_What the task asks_: Repeat every one of the rows below verbatim, with no changes.

Dataset rows
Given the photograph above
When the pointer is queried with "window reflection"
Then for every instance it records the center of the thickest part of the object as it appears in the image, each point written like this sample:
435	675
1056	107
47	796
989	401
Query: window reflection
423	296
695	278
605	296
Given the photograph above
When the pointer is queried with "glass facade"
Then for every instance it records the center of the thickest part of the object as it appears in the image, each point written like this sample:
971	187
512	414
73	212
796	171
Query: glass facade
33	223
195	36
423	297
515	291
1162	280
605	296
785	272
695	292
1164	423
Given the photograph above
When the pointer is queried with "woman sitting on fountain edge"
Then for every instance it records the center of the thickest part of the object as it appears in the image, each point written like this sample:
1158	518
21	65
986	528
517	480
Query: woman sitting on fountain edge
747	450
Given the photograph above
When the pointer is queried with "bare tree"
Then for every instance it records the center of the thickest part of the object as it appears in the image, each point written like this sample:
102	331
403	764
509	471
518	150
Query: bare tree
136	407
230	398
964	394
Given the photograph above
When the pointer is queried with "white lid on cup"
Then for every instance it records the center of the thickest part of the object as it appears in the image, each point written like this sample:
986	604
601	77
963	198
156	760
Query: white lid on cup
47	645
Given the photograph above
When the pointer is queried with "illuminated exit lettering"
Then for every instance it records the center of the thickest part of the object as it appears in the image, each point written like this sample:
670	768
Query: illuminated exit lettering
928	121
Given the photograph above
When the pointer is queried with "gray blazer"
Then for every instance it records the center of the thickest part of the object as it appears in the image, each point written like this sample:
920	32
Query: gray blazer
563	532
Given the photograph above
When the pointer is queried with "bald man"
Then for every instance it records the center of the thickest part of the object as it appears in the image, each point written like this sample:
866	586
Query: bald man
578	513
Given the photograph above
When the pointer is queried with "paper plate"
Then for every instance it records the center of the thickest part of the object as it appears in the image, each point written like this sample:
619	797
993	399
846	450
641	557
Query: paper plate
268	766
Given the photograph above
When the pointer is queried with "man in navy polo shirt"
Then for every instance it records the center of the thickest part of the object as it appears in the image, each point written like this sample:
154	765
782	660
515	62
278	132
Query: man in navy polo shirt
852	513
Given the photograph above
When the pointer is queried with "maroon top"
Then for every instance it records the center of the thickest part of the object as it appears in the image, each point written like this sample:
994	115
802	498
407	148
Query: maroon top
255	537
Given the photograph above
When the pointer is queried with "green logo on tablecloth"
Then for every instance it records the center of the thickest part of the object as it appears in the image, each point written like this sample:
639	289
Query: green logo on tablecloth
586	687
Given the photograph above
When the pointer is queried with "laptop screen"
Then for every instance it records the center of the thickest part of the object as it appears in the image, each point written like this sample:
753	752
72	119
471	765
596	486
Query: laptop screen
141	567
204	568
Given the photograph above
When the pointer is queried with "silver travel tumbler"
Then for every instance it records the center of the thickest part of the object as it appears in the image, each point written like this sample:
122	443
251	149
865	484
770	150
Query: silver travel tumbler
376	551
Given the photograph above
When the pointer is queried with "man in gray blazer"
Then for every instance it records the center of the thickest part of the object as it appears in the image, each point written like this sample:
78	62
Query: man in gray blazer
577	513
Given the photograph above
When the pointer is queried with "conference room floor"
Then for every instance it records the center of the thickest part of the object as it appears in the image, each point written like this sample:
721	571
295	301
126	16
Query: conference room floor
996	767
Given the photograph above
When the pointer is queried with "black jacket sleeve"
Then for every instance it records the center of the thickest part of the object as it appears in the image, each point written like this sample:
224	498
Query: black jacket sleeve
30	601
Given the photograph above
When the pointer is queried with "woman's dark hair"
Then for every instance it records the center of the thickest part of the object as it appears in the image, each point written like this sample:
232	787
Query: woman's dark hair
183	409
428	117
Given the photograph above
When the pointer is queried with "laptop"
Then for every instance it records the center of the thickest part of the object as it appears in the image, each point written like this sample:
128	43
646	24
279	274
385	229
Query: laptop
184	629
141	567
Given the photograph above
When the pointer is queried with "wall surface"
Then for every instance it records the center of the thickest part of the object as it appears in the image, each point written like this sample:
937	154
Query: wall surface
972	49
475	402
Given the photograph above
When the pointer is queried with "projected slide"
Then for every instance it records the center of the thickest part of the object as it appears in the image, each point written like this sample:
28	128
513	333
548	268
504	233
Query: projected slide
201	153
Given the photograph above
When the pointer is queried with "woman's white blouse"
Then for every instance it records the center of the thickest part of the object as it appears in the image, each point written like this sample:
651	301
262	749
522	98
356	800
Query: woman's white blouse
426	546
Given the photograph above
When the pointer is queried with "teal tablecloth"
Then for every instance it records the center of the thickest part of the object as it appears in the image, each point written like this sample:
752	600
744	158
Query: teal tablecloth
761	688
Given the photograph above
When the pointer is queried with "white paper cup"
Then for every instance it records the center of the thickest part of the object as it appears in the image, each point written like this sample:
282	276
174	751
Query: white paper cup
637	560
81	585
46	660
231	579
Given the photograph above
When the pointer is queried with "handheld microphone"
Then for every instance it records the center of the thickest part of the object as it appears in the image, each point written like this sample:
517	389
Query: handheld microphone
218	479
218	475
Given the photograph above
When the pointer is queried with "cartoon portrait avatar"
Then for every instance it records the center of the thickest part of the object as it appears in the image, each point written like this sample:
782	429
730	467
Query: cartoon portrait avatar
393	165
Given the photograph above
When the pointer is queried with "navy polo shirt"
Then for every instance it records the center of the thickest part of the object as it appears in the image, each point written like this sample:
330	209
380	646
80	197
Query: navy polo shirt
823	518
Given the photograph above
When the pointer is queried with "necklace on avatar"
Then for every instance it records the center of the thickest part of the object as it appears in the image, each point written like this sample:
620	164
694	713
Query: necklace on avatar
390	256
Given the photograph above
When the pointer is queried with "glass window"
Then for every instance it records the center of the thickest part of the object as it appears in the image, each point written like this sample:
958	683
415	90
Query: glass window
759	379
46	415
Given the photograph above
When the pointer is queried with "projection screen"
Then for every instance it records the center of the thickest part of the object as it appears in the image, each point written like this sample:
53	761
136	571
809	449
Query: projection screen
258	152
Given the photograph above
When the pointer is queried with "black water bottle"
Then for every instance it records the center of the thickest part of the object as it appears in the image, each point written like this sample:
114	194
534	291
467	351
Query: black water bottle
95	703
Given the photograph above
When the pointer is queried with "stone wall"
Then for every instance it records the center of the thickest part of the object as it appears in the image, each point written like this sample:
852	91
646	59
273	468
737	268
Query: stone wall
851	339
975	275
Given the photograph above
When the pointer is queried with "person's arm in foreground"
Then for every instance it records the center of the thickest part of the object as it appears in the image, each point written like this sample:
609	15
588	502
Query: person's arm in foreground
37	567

_Result_:
Given the photograph above
When the pointer is queried with "window reflection"
Then for every instance it records the center of the thickest part of the object as it appears in the image, each point written like this sample:
435	675
1056	107
47	796
989	401
Query: window reflection
423	296
695	278
605	296
Given the photograph above
When the pointer is queried with "glass facade"
Then for every instance it records the center of the thickest part of the object as it appears in the image, each point written like this sample:
971	187
512	414
73	212
796	171
Query: glass facade
33	223
195	36
423	297
515	291
1162	280
605	296
785	272
695	292
1164	423
Given the photograph above
When the pointer is queried with "woman sitting on fountain edge"
Then for every instance it records the center of the thickest part of the object as it appears in the image, each point written like this sample:
1158	518
21	65
986	528
517	480
Query: woman sitting on fountain edge
747	450
Given the photograph above
When the pointer is queried with "bare tree"
Then for every instance it records the center of the thickest part of the object as it appears in the image, each point written like this sample:
102	331
403	764
509	471
518	150
Query: bare tree
136	407
230	398
964	394
Given the photograph above
When the pointer is queried with "white lid on cup"
Then for every instance it records the center of the thickest part of the object as it appears in the image, each point written like this sample:
986	604
601	77
963	198
156	760
Query: white lid on cup
47	645
Given the photograph above
When the pointer is queried with "illuminated exit lettering"
Then for every instance it records the center of the thickest part of the object as it appears in the image, each point written like this sample:
670	768
Query: illuminated exit lettering
928	121
Given the photograph above
When the pointer is queried with "gray blazer"
Then for every instance it records the center of the thickest part of the object as it appears in the image, each point written like this sample:
920	32
Query: gray blazer
563	532
Given the photograph above
When the pointer is queried with "bald man"
Then for every instance it records the center of the thickest part of the object as it appears in the image, each point written like this sample:
866	586
Query: bald man
578	513
Given the photograph above
When the pointer is queried with "paper plate"
Then for every instance it records the center of the thickest part of the object as it appears in the image, each point written like this sample:
619	797
993	399
846	450
641	557
Query: paper plate
268	766
Given the photograph above
When the pointer is queried with "man in navy polo shirt"
Then for every instance it records the center of the thickest part of the object as it appears in the image, each point written like this sample:
154	765
782	660
515	62
278	132
Query: man in navy polo shirt
852	513
Given the photograph above
When the pointer is queried with "maroon top"
Then for every instance it records the center of the thickest part of the object as it appears in the image, each point written like this sample:
994	115
802	498
407	148
Query: maroon top
255	537
Given the photograph above
When the pointer is queried with "green logo on tablecloth"
Then for every instance it records the center of the thickest part of the object as it appears in the image, each point written like this sample:
639	289
Query: green logo on tablecloth
586	687
Given the photograph above
When the pointer is queried with "laptop screen"
Then for every instance it records the center of the thickest part of the object as it appears in the image, each point written like this sample:
753	752
72	119
471	765
596	486
Query: laptop screen
141	567
204	568
Given the photograph above
When the pointer is queried with "silver travel tumbler"
Then for every instance it records the center of the thickest part of the object as it appears in the image, each point written like this sample:
122	443
251	149
865	484
770	150
Query: silver travel tumbler
376	551
Given the photograph above
When the pointer is queried with "man in gray blazer"
Then for every instance it records the center of the thickest part of the object as it appears in the image, each point written like this sample:
78	62
Query: man in gray blazer
577	513
Given the photograph above
When the pointer is queried with "conference room floor"
Then for every instance it records the center of the thickest part of the object as it appears in the image, each point written like this sample:
721	571
295	301
126	16
Query: conference room floor
996	767
Given the photograph above
When the pointer is queried with "black jacket sleeve"
Then for every instance it records the center of the thickest part of the object as it appears in the image, each point written like this sample:
224	498
Query: black jacket sleeve
30	601
Given the photograph above
When the pointer is queried with "woman's dark hair"
Then for every instance it records the center of the thickest part of the object as it appears in the image, each point written like this sample:
232	787
Query: woman's dark hair
183	409
428	117
Given the photograph above
When the pointer is queried with "laptop"
Then for every instance it records the center of the thickest part of the object as it appears in the image, each point written like this sample:
128	43
646	24
279	274
385	229
Query: laptop
184	629
141	567
Given the photograph above
When the pointer is queried with "wall surface"
Then for every instance it records the center of the thickest part of the object as it appears in the image, each point written like this sample:
937	154
Query: wall surface
972	49
475	402
Given the photograph above
When the pointer is queried with "projected slide"
Then for every instance it records the center of the thickest part of the object as it appears in the image, each point written like this sample:
28	128
513	333
548	268
504	233
Query: projected slide
201	153
Given the photograph above
When the pointer is queried with "woman's white blouse"
Then for every instance it records the center of the thickest part of the object as it appears in the image, each point written like this sample:
651	301
262	749
522	98
356	800
Query: woman's white blouse
426	546
Given the photograph above
When the pointer is queried with "teal tablecloth"
Then for every instance it records the center of the thickest part of the object as it appears in the image, each point written like this sample:
752	600
744	158
Query: teal tablecloth
761	688
Given the photograph above
When the pointer is queried with "white paper cup"
Then for every instance it records the center of the thickest part of the object as it appears in the image, each point written like this sample:
282	276
174	751
Query: white paper cup
637	560
81	585
46	660
231	579
Given the photograph above
When the pointer is queried with "handheld microphone"
Then for every instance it records the center of the thickest part of the object as it appears in the image, each point written like this sample:
517	389
Query: handheld microphone
218	479
218	475
Given the photograph above
When the pointer is queried with "cartoon portrait avatar"
Then for every instance it records the center of the thickest part of the object as it appears in the image, each point written like this sample:
782	429
730	467
Query: cartoon portrait avatar
393	165
Given the photograph above
When the pointer is queried with "navy polo shirt"
Then for every instance it records the center of the thickest part of the object as it appears in the image, each point written like this sample:
330	209
380	646
80	197
Query: navy polo shirt
823	518
Given the photograph above
When the pointer is queried with "necklace on avatar"
Then for every instance it records the center of the thickest part of the object as it appears in the image, each point written like this sample:
620	164
694	713
Query: necklace on avatar
390	256
Given the photograph above
When the pointer is queried with "glass window"
Then for every instance it records the center of the thickest part of the object as it appears in the image, each point written like this sample:
958	683
415	90
Query: glass window
759	379
46	415
Given the photograph above
When the pointer is queried with "projection screen"
Then for every instance it records the center of the thickest part of the object as it appears in the image, each point written like this sample:
53	761
136	571
809	449
Query: projection screen
258	152
Given the photograph above
When the pointer is queried with "black water bottle"
Then for every instance it records the center of the thickest part of the object as it appears in the image, each point written like this sample:
114	194
534	291
467	351
Query: black water bottle
95	703
Given the photograph above
When the pointer is queried with "stone wall"
Then for every instance it records the center of the thickest part of the object as it appears in the image, each point written like this sample:
852	91
646	59
273	468
737	268
Query: stone wall
851	339
975	275
Given the photograph above
When the pointer is queried with "person's arm in foreground"
Then for every instance it records the center of the thickest part of the object as it appears in the image, each point written like this sample:
609	15
588	502
Query: person's arm in foreground
37	567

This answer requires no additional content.